* **Excerpted text**

___

The discovery made by the friend reminds one of the discovery said to have been
made centuries ago by Gautama Buddha.It was no new thing he saw. But the shock
received by the sight of old age, disease and other miseries of life
transformed his life and materially affected the fortunes of the world.
It is
well that this lady has received her first shock. If she and the other cultured
women of India, who have received their education at the expense of the very poor
people of whom the correspondent writes so pathetically, will dive deeper and
make some slight return to these poor people by making common cause with them,
some alleviation in their distressful condition will not be long in coming.
Every palace that one sees in India is a demonstration not of her riches but of
the insolence of power that riches give to the few, who owe them to the
miserably requitted labours of the millions of the paupers of India. We have a
Government which is based upon and which only exists by the exploitation of the
toiling millions. A friend sent me the other day a cutting from an English
newspaper which considered Rs. 1,500 for an Englishman to be not enough for his
wants in India, and it warned Englishmen from venturing out to India if they
could get not more than Rs. 1,500 per month. There is no need to quarrel with
that standard. From the writer’s own standpoint, Rs. 1,500 per month is
demonstrably inadequate because he regards club life, a motor-car, migration to
a hill-station during the hot months, education of children in England to be
the necessary minimum. All one can say and one must say about this standard is,
that if it is the indispensable minimum, it is a standard too expensive for
India to afford; and however beneficial in the abstract may the services of
English officials be demonstrated to be, if the toiling millions are to live,
they must get along without these beneficial services for the simple reason
that the benefit is beyond the reach of their pockets. I suppose it is possible
to demonstrate that if the millions of India could be translated to some
bracing Himalayan plateau, they would be able to double the length of their
days on earth. But it is a proposition which they will laugh out of court as
beyond their reach.

___

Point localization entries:
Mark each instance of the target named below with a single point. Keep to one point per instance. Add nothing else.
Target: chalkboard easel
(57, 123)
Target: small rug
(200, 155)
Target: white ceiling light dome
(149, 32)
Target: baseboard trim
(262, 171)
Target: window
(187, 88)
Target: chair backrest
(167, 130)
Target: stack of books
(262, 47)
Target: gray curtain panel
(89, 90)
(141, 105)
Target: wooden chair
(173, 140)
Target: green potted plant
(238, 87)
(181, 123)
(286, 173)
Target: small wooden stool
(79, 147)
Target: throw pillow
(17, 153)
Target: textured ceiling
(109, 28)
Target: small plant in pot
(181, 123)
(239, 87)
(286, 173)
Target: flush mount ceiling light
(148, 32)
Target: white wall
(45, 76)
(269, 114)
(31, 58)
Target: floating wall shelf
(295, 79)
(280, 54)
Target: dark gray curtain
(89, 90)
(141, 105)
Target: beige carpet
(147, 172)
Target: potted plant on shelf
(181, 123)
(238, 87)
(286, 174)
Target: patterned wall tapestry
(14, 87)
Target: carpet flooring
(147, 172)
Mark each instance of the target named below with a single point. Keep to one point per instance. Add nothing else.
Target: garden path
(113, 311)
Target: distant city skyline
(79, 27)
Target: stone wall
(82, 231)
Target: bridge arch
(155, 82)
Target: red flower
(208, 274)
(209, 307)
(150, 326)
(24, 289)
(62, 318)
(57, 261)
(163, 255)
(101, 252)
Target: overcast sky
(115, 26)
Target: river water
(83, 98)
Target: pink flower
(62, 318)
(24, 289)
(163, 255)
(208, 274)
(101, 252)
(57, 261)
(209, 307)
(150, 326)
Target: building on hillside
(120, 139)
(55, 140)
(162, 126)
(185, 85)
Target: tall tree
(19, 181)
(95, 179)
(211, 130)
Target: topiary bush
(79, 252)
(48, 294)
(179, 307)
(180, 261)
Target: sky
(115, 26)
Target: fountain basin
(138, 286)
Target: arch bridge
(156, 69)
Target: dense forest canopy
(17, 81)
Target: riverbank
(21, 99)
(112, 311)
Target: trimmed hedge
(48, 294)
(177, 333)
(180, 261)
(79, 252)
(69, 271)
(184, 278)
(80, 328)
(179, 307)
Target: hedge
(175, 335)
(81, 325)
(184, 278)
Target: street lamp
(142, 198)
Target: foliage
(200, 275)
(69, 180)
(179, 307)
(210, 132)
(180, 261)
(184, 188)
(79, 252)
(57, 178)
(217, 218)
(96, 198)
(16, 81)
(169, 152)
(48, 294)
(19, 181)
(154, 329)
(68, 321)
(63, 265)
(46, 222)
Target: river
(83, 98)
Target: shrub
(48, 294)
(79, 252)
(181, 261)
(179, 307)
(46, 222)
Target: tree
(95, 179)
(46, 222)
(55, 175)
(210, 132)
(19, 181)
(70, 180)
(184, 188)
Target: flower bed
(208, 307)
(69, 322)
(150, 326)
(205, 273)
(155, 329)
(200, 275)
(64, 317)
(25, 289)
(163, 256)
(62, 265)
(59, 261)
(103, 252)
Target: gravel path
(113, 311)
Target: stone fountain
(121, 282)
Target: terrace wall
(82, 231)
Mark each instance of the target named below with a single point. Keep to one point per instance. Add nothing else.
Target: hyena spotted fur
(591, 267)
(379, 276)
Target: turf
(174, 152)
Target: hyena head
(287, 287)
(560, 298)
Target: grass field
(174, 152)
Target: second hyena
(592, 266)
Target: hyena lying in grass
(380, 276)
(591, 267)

___

* **Prompt 1**
Answer these from the passage on Indian poverty:
(a) What sight gave Gautama Buddha his shock?
(b) What monthly sum did the English newspaper consider not enough for an Englishman in India?
(c) What does every palace in India demonstrate?
* **Prompt 2**
Carry the passage on Indian poverty forward from its final sentence, keeping its argument and tone.

* **Response 1**
(a) Old age, disease and other miseries of life.
(b) Rs. 1,500 per month.
(c) The insolence of power that riches give to the few.

* **Response 2**
What the lady observed in New Delhi is but a tiny symptom of an ever-growing and deep-seated disease which is daily destroying the lives of thousands of people. It is quite possible to imagine that if an energetic member of the Assembly moved a resolution calling upon the Government to provide better housing accommodation for the labourers, the resolution would be carried, that it would not be vetoed and that the Government would gladly give effect to it at the expense of millions poorer still than these labourers. I am sure that this is not what the fair friend really desires. What she desires in common with every Indian who knows anything of the country is a radical change in the system of government which is top-heavy and which under its intolerable weight is crushing day after day the poor inhabitants of this country who are groaning at the bottom. I have pointed the way out of this difficult situation times without number. I do not know another.